» GIVEN RECORDS:
>>>
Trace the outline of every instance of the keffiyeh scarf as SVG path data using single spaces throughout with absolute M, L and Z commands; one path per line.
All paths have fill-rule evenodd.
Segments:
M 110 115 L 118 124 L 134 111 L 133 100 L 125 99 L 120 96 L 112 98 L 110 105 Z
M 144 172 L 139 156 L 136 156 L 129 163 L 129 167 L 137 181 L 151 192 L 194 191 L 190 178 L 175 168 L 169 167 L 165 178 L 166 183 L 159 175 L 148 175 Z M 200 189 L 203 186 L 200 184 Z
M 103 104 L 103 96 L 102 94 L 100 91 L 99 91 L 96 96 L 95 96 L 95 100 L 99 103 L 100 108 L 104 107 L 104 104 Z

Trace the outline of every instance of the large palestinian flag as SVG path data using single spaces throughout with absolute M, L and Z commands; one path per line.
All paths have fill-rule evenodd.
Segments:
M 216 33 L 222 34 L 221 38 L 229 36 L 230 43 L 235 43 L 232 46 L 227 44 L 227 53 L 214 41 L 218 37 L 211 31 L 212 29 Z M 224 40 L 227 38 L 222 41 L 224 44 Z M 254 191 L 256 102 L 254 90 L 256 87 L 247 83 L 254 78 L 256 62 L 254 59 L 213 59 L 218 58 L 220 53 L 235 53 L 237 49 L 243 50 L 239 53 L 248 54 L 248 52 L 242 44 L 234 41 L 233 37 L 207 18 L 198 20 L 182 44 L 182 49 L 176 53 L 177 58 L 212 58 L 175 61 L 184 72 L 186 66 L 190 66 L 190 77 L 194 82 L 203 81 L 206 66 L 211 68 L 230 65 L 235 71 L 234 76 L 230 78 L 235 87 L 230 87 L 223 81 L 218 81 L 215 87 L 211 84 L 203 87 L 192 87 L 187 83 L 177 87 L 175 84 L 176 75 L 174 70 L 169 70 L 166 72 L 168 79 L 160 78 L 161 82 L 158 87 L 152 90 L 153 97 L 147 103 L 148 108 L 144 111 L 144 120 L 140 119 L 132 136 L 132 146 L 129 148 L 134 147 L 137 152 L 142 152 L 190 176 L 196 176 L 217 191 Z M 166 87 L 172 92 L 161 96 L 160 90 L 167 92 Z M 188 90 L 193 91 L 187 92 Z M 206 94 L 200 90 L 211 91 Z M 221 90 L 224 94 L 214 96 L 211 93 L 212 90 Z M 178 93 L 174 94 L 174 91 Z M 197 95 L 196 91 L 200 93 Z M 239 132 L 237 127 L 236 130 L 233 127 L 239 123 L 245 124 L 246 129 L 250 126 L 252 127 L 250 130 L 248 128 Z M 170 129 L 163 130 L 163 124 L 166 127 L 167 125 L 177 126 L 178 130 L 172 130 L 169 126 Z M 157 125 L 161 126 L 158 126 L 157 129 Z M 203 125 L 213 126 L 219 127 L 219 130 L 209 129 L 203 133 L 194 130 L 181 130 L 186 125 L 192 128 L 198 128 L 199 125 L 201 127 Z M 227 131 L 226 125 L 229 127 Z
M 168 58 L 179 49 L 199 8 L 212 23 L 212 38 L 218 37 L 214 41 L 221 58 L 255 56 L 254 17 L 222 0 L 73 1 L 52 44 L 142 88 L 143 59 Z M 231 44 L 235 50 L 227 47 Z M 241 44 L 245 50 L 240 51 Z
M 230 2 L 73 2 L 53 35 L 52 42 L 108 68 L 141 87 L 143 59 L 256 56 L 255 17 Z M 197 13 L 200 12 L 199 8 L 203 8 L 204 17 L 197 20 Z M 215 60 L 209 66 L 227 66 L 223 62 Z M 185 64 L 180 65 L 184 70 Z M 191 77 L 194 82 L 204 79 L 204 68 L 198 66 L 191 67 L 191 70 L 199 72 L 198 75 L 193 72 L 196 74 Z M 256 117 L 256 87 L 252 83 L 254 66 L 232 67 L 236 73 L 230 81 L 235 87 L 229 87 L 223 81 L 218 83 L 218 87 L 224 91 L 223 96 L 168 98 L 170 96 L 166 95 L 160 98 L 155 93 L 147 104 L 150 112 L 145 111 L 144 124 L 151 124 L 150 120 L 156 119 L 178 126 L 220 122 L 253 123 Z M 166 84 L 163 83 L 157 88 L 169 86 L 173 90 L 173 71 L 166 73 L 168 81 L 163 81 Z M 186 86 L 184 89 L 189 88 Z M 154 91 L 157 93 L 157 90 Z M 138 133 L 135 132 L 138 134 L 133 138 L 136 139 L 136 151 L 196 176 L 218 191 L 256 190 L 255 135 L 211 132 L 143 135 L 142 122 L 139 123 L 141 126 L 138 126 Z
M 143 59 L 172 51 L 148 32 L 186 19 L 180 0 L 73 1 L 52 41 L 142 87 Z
<<<
» PROBLEM TO WORK ON:
Copy every line of the entries above word for word, with nothing changed, added, or left out.

» CORRECT RESPONSE:
Trace the outline of every instance of the keffiyeh scarf as SVG path data using single spaces throughout with absolute M, L and Z commands; one path per line.
All paths have fill-rule evenodd.
Segments:
M 110 115 L 118 124 L 134 111 L 133 100 L 125 99 L 120 96 L 112 98 L 110 105 Z
M 144 172 L 139 156 L 136 156 L 129 163 L 129 167 L 137 181 L 151 192 L 194 191 L 190 178 L 175 168 L 169 167 L 165 178 L 166 183 L 159 175 L 148 175 Z M 200 189 L 203 186 L 200 184 Z
M 103 104 L 103 96 L 102 94 L 100 91 L 99 91 L 96 96 L 95 96 L 95 100 L 99 103 L 100 108 L 104 107 L 104 104 Z

Trace the outline of every instance of the large palestinian flag as SVG path data using single spaces throughout with absolute M, L and Z commands; one path per line.
All paths have fill-rule evenodd.
Segments:
M 216 33 L 222 34 L 221 38 L 229 36 L 230 43 L 235 43 L 232 46 L 227 44 L 227 53 L 214 41 L 218 37 L 211 31 L 212 29 Z M 224 40 L 227 38 L 222 41 L 224 44 Z M 254 191 L 256 102 L 254 90 L 256 87 L 247 83 L 254 78 L 256 62 L 254 59 L 213 59 L 218 58 L 220 53 L 235 53 L 237 49 L 243 50 L 239 53 L 248 54 L 248 52 L 242 44 L 234 41 L 233 37 L 207 18 L 198 20 L 182 44 L 182 49 L 176 53 L 177 58 L 212 58 L 175 61 L 184 72 L 186 66 L 190 66 L 190 77 L 194 82 L 203 81 L 206 66 L 211 68 L 230 65 L 235 71 L 234 76 L 230 78 L 235 87 L 230 87 L 223 81 L 218 81 L 215 87 L 211 84 L 203 87 L 192 87 L 187 83 L 177 87 L 175 84 L 176 75 L 174 70 L 169 70 L 166 72 L 168 79 L 160 78 L 161 82 L 158 87 L 152 90 L 153 97 L 147 103 L 148 108 L 144 111 L 144 120 L 140 119 L 132 136 L 132 146 L 129 148 L 134 147 L 137 152 L 142 152 L 190 176 L 196 176 L 217 191 Z M 166 87 L 172 92 L 161 96 L 160 90 L 167 92 Z M 188 90 L 193 91 L 187 92 Z M 206 94 L 200 90 L 211 91 Z M 221 90 L 224 94 L 214 96 L 211 93 L 212 90 Z M 178 93 L 174 94 L 174 91 Z M 197 95 L 196 91 L 200 93 Z M 239 132 L 237 127 L 236 130 L 233 127 L 239 123 L 245 124 L 246 129 L 250 126 L 252 127 L 250 130 L 248 128 Z M 170 129 L 163 130 L 163 124 L 166 127 L 167 125 L 177 126 L 178 130 L 172 130 L 169 126 Z M 157 125 L 161 126 L 158 126 L 157 129 Z M 203 125 L 213 126 L 219 127 L 219 130 L 209 129 L 203 133 L 194 130 L 181 130 L 186 125 L 192 128 L 198 128 L 199 125 L 201 127 Z M 227 131 L 226 125 L 229 127 Z
M 168 58 L 179 49 L 199 8 L 212 23 L 212 38 L 218 37 L 214 41 L 221 58 L 255 56 L 254 17 L 222 0 L 73 1 L 52 44 L 142 88 L 143 59 Z M 231 44 L 235 50 L 227 47 Z M 241 44 L 245 50 L 240 51 Z
M 230 2 L 73 2 L 53 35 L 52 42 L 108 68 L 141 87 L 143 59 L 256 56 L 255 17 Z M 197 13 L 200 12 L 199 8 L 203 8 L 204 17 L 197 20 Z M 215 60 L 209 66 L 227 66 L 223 62 Z M 185 64 L 180 65 L 184 70 Z M 191 77 L 194 82 L 204 79 L 204 68 L 198 66 L 191 67 L 191 70 L 199 72 L 198 75 L 193 72 L 196 74 Z M 256 117 L 256 87 L 252 83 L 254 66 L 232 67 L 236 73 L 230 81 L 235 87 L 229 87 L 223 81 L 218 83 L 218 87 L 224 91 L 223 96 L 168 98 L 170 96 L 166 95 L 160 98 L 155 93 L 147 104 L 150 112 L 145 111 L 144 124 L 151 124 L 150 120 L 156 119 L 178 126 L 220 122 L 253 123 Z M 166 84 L 163 83 L 157 88 L 169 86 L 173 90 L 173 71 L 166 73 L 168 81 L 163 81 Z M 186 86 L 184 89 L 189 88 Z M 154 91 L 157 93 L 157 90 Z M 138 133 L 135 132 L 138 134 L 133 138 L 136 139 L 136 151 L 196 176 L 218 191 L 256 190 L 255 135 L 211 132 L 143 135 L 142 122 L 139 123 L 141 126 L 138 126 Z
M 143 59 L 172 51 L 148 32 L 186 19 L 180 0 L 73 1 L 52 41 L 142 87 Z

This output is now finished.